* [GIVEN PASSAGE]

Dexter, Raymond: White people.
Zeus: That's right. Now get on outta here. Go to school.
Healthcare, motherfucker, do you speak it?
Obama has cried wolf one to many times. Even the other Democrats in DC are getting tired of it.
Check out Reason's healthcare archive (aka hysterical right-wing blather) here.
# jtuf | July 23, 2009, 6:53pm | #
# Obama has cried wolf one to many times.
# Even the other Democrats in DC are getting
# tired of it.
And it's still the middle of the first quarter, with three quarters left to go! This does not bode well for America's Quarterback!
Or perhaps a b-ball allusion would be more fitting. I just find the image of QB Barack running the wrong way in a 1930s-era collegiate football uniform, amusing for some reason.
Bill Flanigen asked how Obama will respond. I heard the response on the radio on the way home. In his "Town Meeting" in Shaker Heights, Obama announced, to enthusiastic applause, that he wants a bill on his desk "by the end of the year!"
More magical thinking - we just pretend the August deadline never existed.
The spin in the mainstream media is that BO is OK with the delay because it affords time to "get it right."
Of course, "getting it right" would mean abandoning the dominance and centrality of "health insurance" or any insurance-like scheme (e.g., single-payer "public option"), and returning to a situation such as we enjoyed prior to WWII: People were able to afford routine doctor visits, drugs, and procedures -- even short hospital stays -- out-of-pocket or from modest savings. Health "insurance" tended to be for catastrophic coverage and was purchased by only a relative few. Access to health care did not depend on being employed, insured, or even, in very many cases, on ability to pay, as there were a fair number of charity hospitals, or charitable organizations that would defray costs for the indigent.

* [RAW DATA]

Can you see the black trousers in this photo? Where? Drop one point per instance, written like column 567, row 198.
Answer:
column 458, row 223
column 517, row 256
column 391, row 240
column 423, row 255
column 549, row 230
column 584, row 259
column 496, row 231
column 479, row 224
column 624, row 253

* [EXERCISE DESCRIPTION]
Decide whether each statement agrees with the comment thread on healthcare. For each, answer yes or no and quote the words of the thread that decide it.
1. At his Shaker Heights event, Obama said he wants a bill on his desk by the end of the year.
2. Before WWII, most people bought health insurance.
3. According to the mainstream media, Obama is unhappy about the delay.

* [RESPONSE FOR THIS EXERCISE]
1. Yes: "In his "Town Meeting" in Shaker Heights, Obama announced, to enthusiastic applause, that he wants a bill on his desk "by the end of the year!""
2. No: "Health "insurance" tended to be for catastrophic coverage and was purchased by only a relative few."
3. No: "The spin in the mainstream media is that BO is OK with the delay because it affords time to "get it right.""